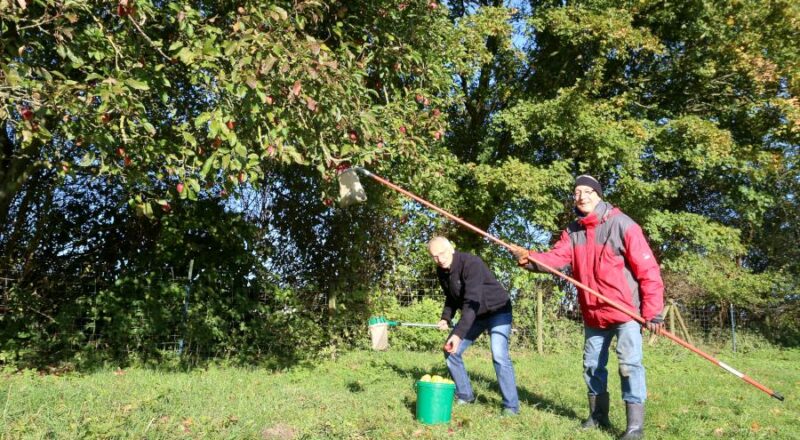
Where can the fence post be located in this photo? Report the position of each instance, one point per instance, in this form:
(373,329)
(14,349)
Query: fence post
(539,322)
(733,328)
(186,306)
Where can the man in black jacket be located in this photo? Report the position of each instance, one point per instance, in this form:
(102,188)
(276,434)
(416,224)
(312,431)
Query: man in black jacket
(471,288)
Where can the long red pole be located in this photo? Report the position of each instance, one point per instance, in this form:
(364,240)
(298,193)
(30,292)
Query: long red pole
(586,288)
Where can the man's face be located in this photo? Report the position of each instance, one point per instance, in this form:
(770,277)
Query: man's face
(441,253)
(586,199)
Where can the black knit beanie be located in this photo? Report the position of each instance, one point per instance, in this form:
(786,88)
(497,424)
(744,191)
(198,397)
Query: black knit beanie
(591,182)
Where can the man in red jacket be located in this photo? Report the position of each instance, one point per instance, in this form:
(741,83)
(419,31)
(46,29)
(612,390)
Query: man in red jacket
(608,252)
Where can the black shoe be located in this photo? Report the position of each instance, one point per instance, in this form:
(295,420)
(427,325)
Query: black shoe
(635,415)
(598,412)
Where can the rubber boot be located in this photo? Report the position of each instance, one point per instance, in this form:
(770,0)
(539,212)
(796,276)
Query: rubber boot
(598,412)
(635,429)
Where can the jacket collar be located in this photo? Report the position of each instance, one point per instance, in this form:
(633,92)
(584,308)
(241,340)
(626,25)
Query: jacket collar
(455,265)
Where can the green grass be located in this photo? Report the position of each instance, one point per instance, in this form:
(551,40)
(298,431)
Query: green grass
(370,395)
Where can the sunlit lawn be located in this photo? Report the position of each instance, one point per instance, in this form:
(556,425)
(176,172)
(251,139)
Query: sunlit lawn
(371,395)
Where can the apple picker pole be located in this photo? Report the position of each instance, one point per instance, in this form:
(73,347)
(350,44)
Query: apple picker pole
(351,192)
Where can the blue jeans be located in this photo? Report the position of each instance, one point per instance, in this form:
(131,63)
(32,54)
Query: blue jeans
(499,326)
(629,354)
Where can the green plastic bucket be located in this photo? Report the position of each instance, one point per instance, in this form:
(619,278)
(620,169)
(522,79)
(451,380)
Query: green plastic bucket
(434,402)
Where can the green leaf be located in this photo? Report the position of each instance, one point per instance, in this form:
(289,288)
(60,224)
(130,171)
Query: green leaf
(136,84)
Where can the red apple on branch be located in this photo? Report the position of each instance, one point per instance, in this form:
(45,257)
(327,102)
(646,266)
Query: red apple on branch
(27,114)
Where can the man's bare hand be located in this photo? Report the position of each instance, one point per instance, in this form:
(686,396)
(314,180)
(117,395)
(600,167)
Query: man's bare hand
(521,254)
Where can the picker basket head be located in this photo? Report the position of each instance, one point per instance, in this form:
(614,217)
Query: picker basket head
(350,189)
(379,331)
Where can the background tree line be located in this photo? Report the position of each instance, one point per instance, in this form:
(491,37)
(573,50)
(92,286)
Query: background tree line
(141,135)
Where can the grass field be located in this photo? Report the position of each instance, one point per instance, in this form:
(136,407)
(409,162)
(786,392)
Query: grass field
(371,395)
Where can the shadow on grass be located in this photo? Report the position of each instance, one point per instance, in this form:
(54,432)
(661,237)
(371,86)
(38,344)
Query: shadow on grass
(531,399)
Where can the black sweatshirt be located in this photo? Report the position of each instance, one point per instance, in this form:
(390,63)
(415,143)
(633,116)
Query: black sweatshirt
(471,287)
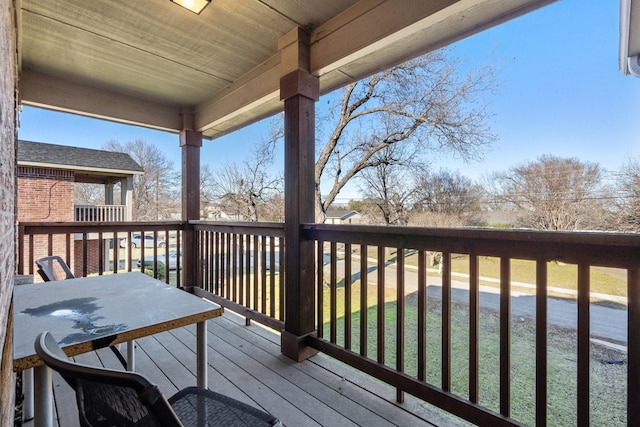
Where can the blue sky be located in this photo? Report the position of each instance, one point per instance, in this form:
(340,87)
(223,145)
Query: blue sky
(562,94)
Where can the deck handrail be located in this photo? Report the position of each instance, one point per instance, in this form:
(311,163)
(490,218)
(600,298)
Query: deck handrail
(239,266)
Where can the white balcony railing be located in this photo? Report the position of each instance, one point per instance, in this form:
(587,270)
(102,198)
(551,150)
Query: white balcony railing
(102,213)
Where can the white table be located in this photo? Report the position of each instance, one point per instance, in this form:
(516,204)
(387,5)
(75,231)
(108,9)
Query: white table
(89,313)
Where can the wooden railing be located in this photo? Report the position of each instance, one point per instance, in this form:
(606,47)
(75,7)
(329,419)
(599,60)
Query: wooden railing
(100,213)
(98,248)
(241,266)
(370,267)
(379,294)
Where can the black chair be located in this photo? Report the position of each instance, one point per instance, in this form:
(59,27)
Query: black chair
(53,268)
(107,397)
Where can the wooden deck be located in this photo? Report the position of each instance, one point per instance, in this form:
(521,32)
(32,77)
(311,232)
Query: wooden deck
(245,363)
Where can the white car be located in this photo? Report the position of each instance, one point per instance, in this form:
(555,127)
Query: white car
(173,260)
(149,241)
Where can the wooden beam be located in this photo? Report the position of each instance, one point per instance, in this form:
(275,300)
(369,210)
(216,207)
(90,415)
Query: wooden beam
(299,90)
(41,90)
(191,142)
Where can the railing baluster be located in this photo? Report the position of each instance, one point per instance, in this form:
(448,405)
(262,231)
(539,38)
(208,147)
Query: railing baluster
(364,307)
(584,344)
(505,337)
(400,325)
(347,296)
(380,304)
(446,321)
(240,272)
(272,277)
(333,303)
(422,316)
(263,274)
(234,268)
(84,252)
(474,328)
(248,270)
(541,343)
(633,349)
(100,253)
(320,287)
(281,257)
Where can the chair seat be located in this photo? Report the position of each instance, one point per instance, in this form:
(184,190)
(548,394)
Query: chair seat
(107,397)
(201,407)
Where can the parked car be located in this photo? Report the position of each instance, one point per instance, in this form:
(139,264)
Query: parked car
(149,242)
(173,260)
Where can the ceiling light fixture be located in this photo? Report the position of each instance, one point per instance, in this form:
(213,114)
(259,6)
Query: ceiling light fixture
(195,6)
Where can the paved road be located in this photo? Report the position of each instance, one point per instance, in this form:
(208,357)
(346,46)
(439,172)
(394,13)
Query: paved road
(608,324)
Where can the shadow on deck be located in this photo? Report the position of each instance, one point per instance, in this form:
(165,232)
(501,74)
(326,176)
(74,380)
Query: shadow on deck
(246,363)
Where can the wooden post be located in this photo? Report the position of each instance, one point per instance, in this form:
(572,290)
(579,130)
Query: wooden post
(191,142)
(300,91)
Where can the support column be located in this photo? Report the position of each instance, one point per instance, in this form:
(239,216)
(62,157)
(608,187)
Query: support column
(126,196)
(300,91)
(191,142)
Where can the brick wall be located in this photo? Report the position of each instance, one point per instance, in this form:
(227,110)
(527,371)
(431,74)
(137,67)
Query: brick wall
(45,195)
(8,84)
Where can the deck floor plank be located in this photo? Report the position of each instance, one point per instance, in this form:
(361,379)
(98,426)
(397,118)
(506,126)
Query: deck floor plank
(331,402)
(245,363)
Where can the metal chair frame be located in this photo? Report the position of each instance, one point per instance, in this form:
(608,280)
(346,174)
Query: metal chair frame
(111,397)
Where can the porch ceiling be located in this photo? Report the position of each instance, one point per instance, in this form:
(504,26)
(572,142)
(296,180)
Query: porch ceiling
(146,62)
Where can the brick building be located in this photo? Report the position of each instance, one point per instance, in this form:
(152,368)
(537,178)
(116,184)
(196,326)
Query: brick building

- - - -

■ WHAT YOU ARE ASKED TO DO ■
Tell how many lines of the listing above contain "building", giving the number alone.

■ TASK ANSWER ■
2